→ **Task brief**
With the line containing "rocky shoreline and report the position of each." as the first line and the last line of the records as the final one, reproduce that range exactly.

→ **Exercise inputs**
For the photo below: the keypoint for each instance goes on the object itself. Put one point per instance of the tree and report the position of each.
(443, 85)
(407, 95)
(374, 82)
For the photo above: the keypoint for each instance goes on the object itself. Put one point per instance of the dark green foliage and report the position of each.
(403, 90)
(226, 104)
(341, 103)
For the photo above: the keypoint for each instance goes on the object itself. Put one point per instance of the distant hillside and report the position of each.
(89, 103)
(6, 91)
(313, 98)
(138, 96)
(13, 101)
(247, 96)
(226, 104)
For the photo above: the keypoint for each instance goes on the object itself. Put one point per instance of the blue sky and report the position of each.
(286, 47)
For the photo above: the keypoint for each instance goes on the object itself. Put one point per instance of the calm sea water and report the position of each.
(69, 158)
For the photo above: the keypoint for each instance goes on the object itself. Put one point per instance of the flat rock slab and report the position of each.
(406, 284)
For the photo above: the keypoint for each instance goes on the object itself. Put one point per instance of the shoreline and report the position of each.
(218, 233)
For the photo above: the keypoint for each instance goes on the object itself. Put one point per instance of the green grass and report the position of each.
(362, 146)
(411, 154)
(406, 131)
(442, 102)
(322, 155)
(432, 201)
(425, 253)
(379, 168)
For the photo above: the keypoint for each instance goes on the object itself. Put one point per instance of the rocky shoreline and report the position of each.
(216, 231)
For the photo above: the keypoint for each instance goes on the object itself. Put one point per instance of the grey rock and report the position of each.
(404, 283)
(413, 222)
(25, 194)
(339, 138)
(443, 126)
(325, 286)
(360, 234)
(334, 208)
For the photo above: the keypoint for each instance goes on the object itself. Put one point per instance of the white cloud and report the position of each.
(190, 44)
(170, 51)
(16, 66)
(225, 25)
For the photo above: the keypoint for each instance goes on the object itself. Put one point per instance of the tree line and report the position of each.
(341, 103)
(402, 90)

→ **Solution to the exercise**
For the photo above: the keypoint for each instance goes on the object itself. Put one point per instance of the rocky shoreline and report the position of each.
(216, 231)
For the photo above: the keypoint for each instance goes on the object itself. Put one point per instance of the grey rock and report the position of each.
(404, 283)
(413, 222)
(25, 194)
(339, 138)
(443, 126)
(325, 286)
(360, 234)
(334, 208)
For the photo above: the keypoint for each instance goes on the object itself. Put one point per instance of the white cloud and report the position of each.
(190, 44)
(170, 51)
(16, 66)
(225, 25)
For the photo above: the keypoint for each instance goes on the object itself. Put one point per instance of the tree line and report the position of each.
(341, 103)
(402, 90)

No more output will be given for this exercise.